▸ **Goal of the exercise**: In the text on pollinator-friendly school grounds, what does it suggest turning children into?

━━━━━ Text provided

Once it has broken down and started to form compost, this can be used to feed and fertilize your planting areas, encouraging plants and flowers to thrive and subsequently attract more and more pollinators year upon year.
Getting Children Involved in making a natural playground
It is an essential part of the learning and education process that children are involved in the process of making the school grounds pollinator friendly, from initial learning as to why pollinators are important, to designing, creating, building and maintaining the resources themselves.
Once they are engaged and their interest has been captured (which is inevitable!) they will probably come up with some different and exciting ideas of their own too!
Turn your children into young pollinator designers and engineers
Young designers and engineers will become a pollinator’s best friend!
Allowing children, the responsibility of making it their own is a huge part of gaining their interest and teaching them to be responsible and aware of the need for conservation, and how to go about it, as they grow into adulthood.
Keep children involved from the offset with planning out your ideas and designs for how you are going to make your school grounds pollinator friendly.
Talk to them about what pollinators are, what they do and why they are so important. Then ask them the questions as to how attractive they think the school grounds are to pollinators and what they could do to improve the school environment in this way.
- What would make pollinators want to come and set up home in their school grounds?
- What does “pollinator friendly” mean?
Use the above ideas as a guide and see what captures their interest.

━━━━━━━━━━
━━━━━ Data

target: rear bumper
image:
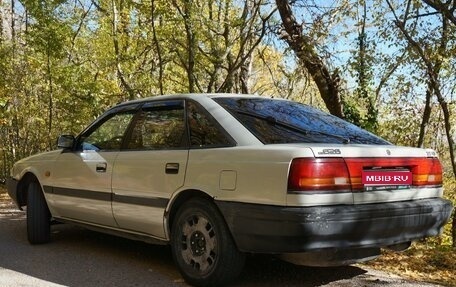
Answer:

━━━━━━━━━━

▸ **Written solution**: Young pollinator designers and engineers.